Think Safety When Mowing
With the spring rain falling and temperatures rising, the grass and weeds are growing both in our yards, roadsides, and pastures. Between the rains, we are using lawnmowers and tractors with attached mowing equipment to make our yards and driveway entrances look neat and well kept. When using mowers-of all kinds, I want to remind everyone to be safe. Most injuries are related to thrown objects or contact with rotating parts. With small tractors this could be related to the Power Take Off (PTO) shaft that makes the mower turn. Most injuries could have been avoided if the operator had been properly trained, aware of their surroundings, and inspected the work area prior to using the equipment.
Let’s review the main safety measures to keep us and our families safe:
- If you haven’t read the operator’s manual on safety yet this season, pull it out and review all the safety points. If you don’t understand something, call a friend or the equipment company who will kindly answer your questions.
- If you do not have an operator’s manual call the company and request one.
- Check all shields guards and safety signs to see that they are correctly in place to prevent possible cut injuries or entanglement.
- To prevent bystanders from being hit with thrown objects, you should make sure discharge deflectors are in place and working properly.
- If you have older equipment without guards, spend a little money. Ask your dealer to bring it up to safety codes and standards.
- Make sure the cutoff switch (connected to the seat of your riding lawn mower) is working.

#### Exercise tasks:
**1)** Name every place where the mowing safety text says grass and weeds are growing.
**2)** Write the next part of the mowing safety text, picking up after its final bullet point.

#### Raw records:
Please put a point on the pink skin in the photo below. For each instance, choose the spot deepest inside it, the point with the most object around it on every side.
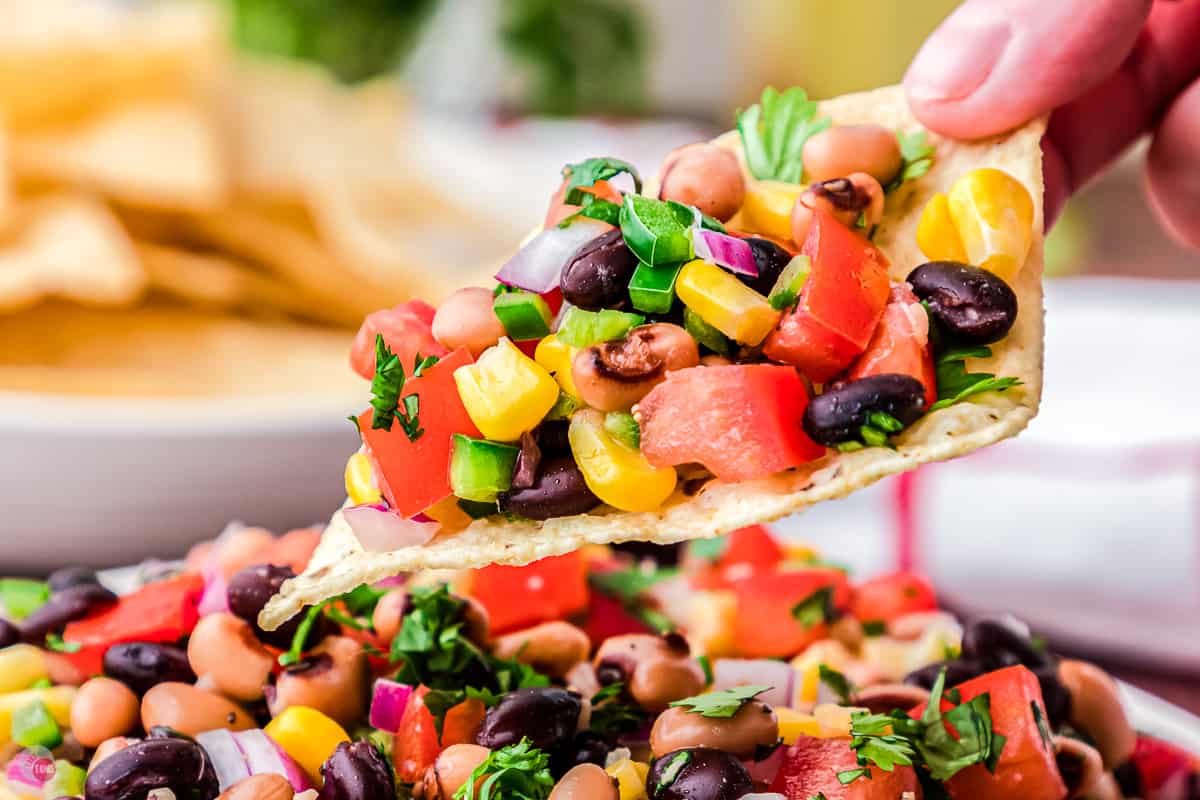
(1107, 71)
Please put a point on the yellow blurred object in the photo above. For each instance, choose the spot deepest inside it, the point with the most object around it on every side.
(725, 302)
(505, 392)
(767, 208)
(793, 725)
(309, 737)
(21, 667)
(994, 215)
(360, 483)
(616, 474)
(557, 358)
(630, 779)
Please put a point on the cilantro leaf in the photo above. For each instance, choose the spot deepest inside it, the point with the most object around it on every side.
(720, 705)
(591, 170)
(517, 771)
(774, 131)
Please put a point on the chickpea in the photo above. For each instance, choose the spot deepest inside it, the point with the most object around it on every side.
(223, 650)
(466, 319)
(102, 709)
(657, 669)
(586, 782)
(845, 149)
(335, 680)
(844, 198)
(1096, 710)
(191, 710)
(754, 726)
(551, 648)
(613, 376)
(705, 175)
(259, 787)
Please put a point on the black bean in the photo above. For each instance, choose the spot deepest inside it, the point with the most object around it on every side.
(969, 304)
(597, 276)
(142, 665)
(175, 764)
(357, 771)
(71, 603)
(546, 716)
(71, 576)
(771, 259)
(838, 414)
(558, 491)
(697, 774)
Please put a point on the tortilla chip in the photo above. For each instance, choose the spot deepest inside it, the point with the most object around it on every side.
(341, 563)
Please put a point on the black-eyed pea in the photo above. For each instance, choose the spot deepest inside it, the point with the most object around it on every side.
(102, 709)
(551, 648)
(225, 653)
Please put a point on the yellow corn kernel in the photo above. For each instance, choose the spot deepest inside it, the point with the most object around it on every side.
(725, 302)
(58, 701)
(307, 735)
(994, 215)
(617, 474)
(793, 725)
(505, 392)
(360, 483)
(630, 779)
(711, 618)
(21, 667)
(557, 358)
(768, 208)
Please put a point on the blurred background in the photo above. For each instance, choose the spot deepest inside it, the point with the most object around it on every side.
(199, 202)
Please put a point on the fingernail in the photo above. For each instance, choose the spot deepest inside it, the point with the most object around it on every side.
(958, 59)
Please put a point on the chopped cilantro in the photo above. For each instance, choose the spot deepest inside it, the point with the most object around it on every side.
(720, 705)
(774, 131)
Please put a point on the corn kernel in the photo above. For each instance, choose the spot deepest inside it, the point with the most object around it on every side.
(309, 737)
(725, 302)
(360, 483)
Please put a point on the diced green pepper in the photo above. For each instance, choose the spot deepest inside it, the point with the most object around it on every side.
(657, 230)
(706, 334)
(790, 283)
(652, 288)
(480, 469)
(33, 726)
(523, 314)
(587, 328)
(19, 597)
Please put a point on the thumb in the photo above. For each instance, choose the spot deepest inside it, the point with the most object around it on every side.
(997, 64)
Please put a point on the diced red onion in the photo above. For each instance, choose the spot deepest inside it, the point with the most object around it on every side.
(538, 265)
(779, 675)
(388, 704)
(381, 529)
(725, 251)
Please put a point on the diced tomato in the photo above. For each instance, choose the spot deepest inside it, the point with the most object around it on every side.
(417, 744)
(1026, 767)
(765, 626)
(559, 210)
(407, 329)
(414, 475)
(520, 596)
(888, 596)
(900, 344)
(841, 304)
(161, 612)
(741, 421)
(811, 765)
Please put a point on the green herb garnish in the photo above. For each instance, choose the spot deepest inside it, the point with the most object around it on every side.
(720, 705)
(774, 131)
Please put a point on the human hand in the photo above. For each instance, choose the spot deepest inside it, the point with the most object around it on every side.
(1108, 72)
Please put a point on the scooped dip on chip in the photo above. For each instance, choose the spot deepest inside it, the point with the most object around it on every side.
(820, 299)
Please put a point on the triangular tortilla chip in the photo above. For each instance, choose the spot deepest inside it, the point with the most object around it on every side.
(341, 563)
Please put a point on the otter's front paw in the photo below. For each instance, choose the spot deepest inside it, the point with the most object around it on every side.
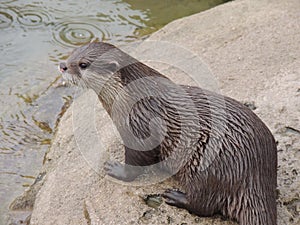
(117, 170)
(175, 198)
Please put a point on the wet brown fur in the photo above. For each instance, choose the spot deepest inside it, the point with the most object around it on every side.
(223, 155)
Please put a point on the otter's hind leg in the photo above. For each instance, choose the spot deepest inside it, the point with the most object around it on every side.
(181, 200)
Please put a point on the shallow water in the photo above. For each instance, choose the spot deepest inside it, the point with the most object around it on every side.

#### Answers to the exercises:
**1)** Yards, roadsides, and pastures.

**2)**
- Always wear your seat belt to prevent falling from the tractor and being run over. You should also avoid using a tractor without a Roll Over Protection Structure (ROPS).
- Do not allow riders to either sit or stand on the mower or equipment as this can result in serious injury or death should they slip or fall.
- Never, never, never attempt to adjust, repair, or perform maintenance on your equipment without first stopping all moving parts, including the engine.
- Before you work near or under a cutter deck, make sure it is securely supported and/or held in place to prevent being struck by any falling object.
Part of this information came from the ADMA and I recommend their web site for more information on safety: ADMA. If you want to know any information about yards or pastures, call the N.C. Cooperative Extension of Lincoln County office at 704.736.8461.
Submitted by the Livestock & Forage Extension Agent for Lincoln County residents and surrounding area, Glenn Detweiler 405.219.1902.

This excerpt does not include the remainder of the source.